REQUEST. Repeat the data verbatim.

EXCERPTED DATA.
::::

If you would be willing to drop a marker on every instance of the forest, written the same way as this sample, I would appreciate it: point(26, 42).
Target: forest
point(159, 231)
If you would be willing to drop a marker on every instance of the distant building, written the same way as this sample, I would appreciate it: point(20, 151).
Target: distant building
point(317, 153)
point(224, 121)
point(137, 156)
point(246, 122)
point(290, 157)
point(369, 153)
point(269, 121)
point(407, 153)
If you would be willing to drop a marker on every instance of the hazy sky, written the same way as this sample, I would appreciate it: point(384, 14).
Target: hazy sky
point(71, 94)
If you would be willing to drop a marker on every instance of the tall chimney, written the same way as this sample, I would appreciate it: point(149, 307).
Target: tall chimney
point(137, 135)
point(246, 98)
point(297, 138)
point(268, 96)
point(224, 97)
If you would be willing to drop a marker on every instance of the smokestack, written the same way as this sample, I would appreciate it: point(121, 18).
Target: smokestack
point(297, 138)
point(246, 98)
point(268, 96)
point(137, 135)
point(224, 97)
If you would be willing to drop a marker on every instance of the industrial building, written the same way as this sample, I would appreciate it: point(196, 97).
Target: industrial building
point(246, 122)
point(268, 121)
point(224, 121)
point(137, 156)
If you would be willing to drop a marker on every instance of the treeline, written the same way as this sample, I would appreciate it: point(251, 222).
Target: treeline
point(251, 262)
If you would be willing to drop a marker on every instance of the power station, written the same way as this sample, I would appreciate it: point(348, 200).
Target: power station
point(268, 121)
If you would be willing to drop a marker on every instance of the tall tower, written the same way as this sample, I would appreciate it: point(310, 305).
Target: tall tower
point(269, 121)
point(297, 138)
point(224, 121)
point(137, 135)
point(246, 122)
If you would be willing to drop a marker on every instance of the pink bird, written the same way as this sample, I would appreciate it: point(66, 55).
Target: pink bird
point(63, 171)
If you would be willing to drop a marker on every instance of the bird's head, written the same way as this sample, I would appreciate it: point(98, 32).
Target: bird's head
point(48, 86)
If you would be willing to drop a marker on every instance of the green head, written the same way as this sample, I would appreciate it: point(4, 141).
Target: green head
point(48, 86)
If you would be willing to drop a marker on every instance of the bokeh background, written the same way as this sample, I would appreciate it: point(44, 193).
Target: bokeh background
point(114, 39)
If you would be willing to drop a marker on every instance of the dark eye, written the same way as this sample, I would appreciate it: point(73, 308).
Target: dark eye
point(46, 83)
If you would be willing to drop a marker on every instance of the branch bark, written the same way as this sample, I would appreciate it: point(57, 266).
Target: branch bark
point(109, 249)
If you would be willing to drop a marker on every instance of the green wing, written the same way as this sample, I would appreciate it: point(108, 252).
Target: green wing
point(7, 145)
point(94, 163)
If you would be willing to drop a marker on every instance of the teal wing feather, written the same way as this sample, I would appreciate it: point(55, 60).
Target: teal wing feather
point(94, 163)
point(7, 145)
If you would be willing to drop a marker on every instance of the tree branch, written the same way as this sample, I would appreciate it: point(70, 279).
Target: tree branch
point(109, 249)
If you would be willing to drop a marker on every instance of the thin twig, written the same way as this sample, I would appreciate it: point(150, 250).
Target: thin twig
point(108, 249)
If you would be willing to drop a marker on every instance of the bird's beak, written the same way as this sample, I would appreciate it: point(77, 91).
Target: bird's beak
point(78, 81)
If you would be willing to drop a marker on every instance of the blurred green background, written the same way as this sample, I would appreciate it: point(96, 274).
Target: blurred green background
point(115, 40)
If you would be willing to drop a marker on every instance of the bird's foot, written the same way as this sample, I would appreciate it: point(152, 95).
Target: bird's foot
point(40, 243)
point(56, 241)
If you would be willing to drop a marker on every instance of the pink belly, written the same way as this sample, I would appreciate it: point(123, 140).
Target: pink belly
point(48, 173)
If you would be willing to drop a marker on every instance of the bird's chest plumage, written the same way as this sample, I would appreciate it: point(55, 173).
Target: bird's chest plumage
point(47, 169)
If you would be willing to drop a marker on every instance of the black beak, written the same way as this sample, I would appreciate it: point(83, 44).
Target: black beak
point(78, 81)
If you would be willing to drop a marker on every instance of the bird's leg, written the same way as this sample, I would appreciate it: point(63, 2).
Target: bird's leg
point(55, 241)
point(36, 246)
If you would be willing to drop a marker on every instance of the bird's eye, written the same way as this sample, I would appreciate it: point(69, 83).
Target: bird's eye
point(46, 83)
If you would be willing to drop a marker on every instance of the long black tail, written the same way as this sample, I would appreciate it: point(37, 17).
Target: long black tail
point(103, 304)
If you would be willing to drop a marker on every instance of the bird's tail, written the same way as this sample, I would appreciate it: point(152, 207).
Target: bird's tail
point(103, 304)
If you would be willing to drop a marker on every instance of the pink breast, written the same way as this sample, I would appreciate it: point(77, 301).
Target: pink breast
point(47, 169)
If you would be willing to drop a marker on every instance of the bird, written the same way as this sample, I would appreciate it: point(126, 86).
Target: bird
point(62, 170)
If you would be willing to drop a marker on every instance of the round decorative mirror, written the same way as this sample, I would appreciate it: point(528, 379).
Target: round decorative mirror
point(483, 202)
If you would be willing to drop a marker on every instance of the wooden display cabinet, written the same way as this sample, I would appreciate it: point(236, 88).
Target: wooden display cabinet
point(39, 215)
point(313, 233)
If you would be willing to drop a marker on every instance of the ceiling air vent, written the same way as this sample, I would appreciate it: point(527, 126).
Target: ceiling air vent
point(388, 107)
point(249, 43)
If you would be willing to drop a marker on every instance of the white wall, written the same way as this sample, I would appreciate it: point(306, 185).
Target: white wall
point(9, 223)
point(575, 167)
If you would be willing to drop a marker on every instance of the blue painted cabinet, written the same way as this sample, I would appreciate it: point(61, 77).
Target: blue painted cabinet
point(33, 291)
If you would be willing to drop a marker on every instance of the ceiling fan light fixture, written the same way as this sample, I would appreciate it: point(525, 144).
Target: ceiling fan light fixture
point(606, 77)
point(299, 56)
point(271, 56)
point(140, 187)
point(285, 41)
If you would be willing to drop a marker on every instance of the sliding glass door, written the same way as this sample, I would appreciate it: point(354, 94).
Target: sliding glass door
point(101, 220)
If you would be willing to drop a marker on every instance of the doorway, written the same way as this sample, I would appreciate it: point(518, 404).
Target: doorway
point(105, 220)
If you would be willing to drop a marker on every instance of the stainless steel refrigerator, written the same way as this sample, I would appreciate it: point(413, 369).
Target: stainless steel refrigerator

::::

SOLUTION.
If you would be willing to drop a marker on every instance of the forest, written the same way as this sample, I would appreciate it: point(26, 42).
Target: forest
point(159, 231)
If you would be willing to drop a marker on every instance of the distant building, written the same way as this sample, I would appreciate it: point(20, 151).
Target: distant building
point(317, 153)
point(224, 121)
point(137, 156)
point(246, 122)
point(290, 157)
point(369, 153)
point(269, 121)
point(407, 153)
If you would be willing to drop a marker on every instance of the hazy sky, written the same way as this sample, I would appreciate it: point(384, 14).
Target: hazy sky
point(71, 94)
If you would be willing to drop a marker on every instance of the tall chimney, written the same way as this sample, I would appreciate it: point(149, 307).
Target: tall chimney
point(137, 135)
point(246, 98)
point(297, 138)
point(268, 96)
point(224, 97)
If you would be willing to drop a marker on every instance of the smokestack, written the same way as this sample, I would appreciate it: point(121, 18).
Target: smokestack
point(297, 138)
point(246, 98)
point(268, 96)
point(137, 135)
point(224, 97)
If you would be willing to drop a marker on every instance of the industrial building, written the same way as this sample, I would appreciate it: point(196, 97).
Target: industrial building
point(246, 122)
point(268, 121)
point(224, 121)
point(137, 156)
If you would be willing to drop a marker on every instance of the treeline, written the same way as this sample, I would appreciate it: point(251, 222).
Target: treeline
point(251, 262)
If you would be willing to drop a marker on every instance of the power station, written the same way as this sample, I would appreciate it: point(348, 200).
Target: power station
point(268, 121)
If you would be willing to drop a marker on every instance of the tall tower, written the same way as this sample, I would appreciate it: point(310, 305).
Target: tall tower
point(269, 121)
point(297, 138)
point(224, 121)
point(137, 135)
point(246, 122)
If you would be willing to drop a marker on every instance of the pink bird, written the same way as this sample, I would appreciate it: point(66, 55).
Target: pink bird
point(63, 171)
If you would be willing to drop a marker on every instance of the bird's head, written the same way as this sample, I would appreciate it: point(98, 32).
Target: bird's head
point(48, 86)
If you would be willing to drop a marker on every instance of the green head, written the same way as this sample, I would appreciate it: point(4, 141).
Target: green head
point(48, 86)
If you would be willing to drop a marker on every instance of the bokeh background, written the same way as this sample, I would appreciate it: point(44, 193).
Target: bokeh background
point(114, 39)
If you would be willing to drop a marker on every instance of the dark eye, written the same way as this sample, I would appreciate it: point(73, 308).
Target: dark eye
point(46, 83)
If you would be willing to drop a marker on every instance of the branch bark, written the same way as this sample, I would appreciate it: point(57, 266).
Target: branch bark
point(109, 249)
If you would be willing to drop a marker on every instance of the green wing, written the same way as this sample, I would appreciate it: point(108, 252).
Target: green wing
point(7, 145)
point(94, 163)
If you would be willing to drop a marker on every instance of the teal wing feather, written the same way as this sample, I would appreciate it: point(55, 60).
Target: teal wing feather
point(94, 163)
point(7, 145)
If you would be willing to drop a marker on every instance of the tree branch, written the same way as this sample, I would appreciate it: point(70, 279).
Target: tree branch
point(109, 249)
If you would be willing to drop a marker on every instance of the thin twig, written the same way as this sample, I would appreciate it: point(150, 250).
Target: thin twig
point(108, 249)
If you would be willing to drop a marker on every instance of the bird's beak, written the same way as this sample, I would appreciate it: point(77, 91).
Target: bird's beak
point(78, 81)
If you would be willing to drop a marker on every instance of the blurred green background, written the same way as this sample, I would appreciate it: point(96, 274).
Target: blurred green background
point(115, 40)
If you would be willing to drop a marker on every instance of the bird's foot, written the same way as this sample, I would appreciate it: point(152, 95).
Target: bird's foot
point(40, 243)
point(56, 241)
If you would be willing to drop a marker on every instance of the pink belly, written the same way as this sample, I would appreciate it: point(123, 140).
Target: pink belly
point(48, 173)
If you would be willing to drop a marker on every instance of the bird's chest plumage, written the same way as this sample, I would appreciate it: point(55, 173).
Target: bird's chest plumage
point(47, 169)
If you would be willing to drop a marker on every instance of the black beak, written the same way as this sample, I would appreciate it: point(83, 44).
Target: black beak
point(78, 81)
If you would be willing to drop a marker on every instance of the bird's leg, written the same way as this sample, I would appreciate it: point(63, 2).
Target: bird's leg
point(55, 241)
point(36, 246)
If you would be willing to drop a marker on every instance of the bird's eye, written the same way as this sample, I would appreciate it: point(69, 83).
Target: bird's eye
point(46, 83)
If you would be willing to drop a marker on every instance of the long black tail, written the same way as this sample, I would appreciate it: point(37, 17).
Target: long black tail
point(103, 304)
If you would be willing to drop a marker on every instance of the bird's tail, written the same way as this sample, I would appreciate it: point(152, 207).
Target: bird's tail
point(103, 304)
If you would be willing to drop a marker on every instance of the pink breast, written the same way as this sample, I would appreciate it: point(77, 301).
Target: pink breast
point(47, 169)
If you would be willing to drop a marker on every instance of the bird, written the same way as this sample, I would appreciate it: point(126, 86).
Target: bird
point(62, 170)
If you would be willing to drop a marker on every instance of the round decorative mirror, written the same way as this sample, I would appreciate it: point(528, 379).
Target: round decorative mirror
point(483, 202)
If you would be willing to drop a marker on every instance of the wooden display cabinet, written the same way as this sample, I would appreciate it: point(236, 88).
Target: wooden display cabinet
point(39, 215)
point(313, 233)
If you would be willing to drop a marker on every instance of the ceiling air vent, written the same way as this sample, I would appreciate it: point(527, 126).
Target: ceiling air vent
point(388, 107)
point(249, 43)
If you would be willing to drop a marker on every instance of the white wall, written the same way as this sample, I would appreciate it: point(306, 185).
Target: white wall
point(9, 223)
point(575, 167)
If you would be willing to drop a marker on every instance of the blue painted cabinet, written the same way as this sample, I would appreciate it: point(61, 77).
Target: blue painted cabinet
point(33, 291)
If you would be willing to drop a marker on every instance of the ceiling fan light fixture, written the same way as this sample, I would appreciate it: point(525, 144).
Target: ceiling fan light fixture
point(606, 77)
point(299, 56)
point(271, 56)
point(140, 187)
point(285, 41)
If you would be willing to drop a marker on every instance of the sliding glass door, written the same way as this sample, I would appreciate it: point(354, 94).
Target: sliding glass door
point(101, 220)
If you would be willing to drop a marker on every instance of the doorway, written the same way as this sample, I would appreciate it: point(518, 404).
Target: doorway
point(105, 220)
If you would be willing to drop a marker on every instance of the stainless steel refrigerator, written the same way as this sample, I would appreciate it: point(413, 369).
Target: stainless steel refrigerator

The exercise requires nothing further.